Set problem. Revise the records from their start through the line with "left=859, top=0, right=896, bottom=356", replacing "building facade" with "storefront" and leaving everything else unchanged. Return only those lines.

"""

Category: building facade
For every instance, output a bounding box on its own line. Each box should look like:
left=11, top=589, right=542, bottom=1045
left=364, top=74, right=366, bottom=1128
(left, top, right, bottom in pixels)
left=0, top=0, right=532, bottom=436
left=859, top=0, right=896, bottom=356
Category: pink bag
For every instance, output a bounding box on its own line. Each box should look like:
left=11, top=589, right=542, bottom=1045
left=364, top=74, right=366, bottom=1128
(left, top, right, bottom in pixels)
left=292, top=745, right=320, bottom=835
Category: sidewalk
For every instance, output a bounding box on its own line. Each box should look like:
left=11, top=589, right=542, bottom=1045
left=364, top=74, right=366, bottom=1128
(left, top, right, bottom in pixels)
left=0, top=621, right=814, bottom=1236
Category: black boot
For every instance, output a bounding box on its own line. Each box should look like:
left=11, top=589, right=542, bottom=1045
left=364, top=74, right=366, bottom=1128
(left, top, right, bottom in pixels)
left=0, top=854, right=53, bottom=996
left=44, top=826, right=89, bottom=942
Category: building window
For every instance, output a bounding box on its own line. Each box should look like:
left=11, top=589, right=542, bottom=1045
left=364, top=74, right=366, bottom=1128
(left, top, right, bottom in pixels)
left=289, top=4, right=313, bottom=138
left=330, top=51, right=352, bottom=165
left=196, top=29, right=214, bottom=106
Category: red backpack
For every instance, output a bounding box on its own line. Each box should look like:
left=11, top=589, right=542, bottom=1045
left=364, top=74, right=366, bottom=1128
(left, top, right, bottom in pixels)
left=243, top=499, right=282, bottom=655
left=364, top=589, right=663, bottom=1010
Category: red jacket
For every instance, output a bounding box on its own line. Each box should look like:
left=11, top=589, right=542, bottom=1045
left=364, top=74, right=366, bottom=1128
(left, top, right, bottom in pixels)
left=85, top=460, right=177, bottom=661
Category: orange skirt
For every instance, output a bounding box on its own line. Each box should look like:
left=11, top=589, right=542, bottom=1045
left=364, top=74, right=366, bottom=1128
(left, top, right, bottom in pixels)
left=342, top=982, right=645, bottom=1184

"""

Task output.
Category: storefront
For every instance, output a bounding box on its own line. Each box should look like:
left=11, top=589, right=542, bottom=1045
left=364, top=74, right=366, bottom=1128
(left, top, right, bottom in pixels)
left=0, top=0, right=532, bottom=436
left=859, top=0, right=896, bottom=356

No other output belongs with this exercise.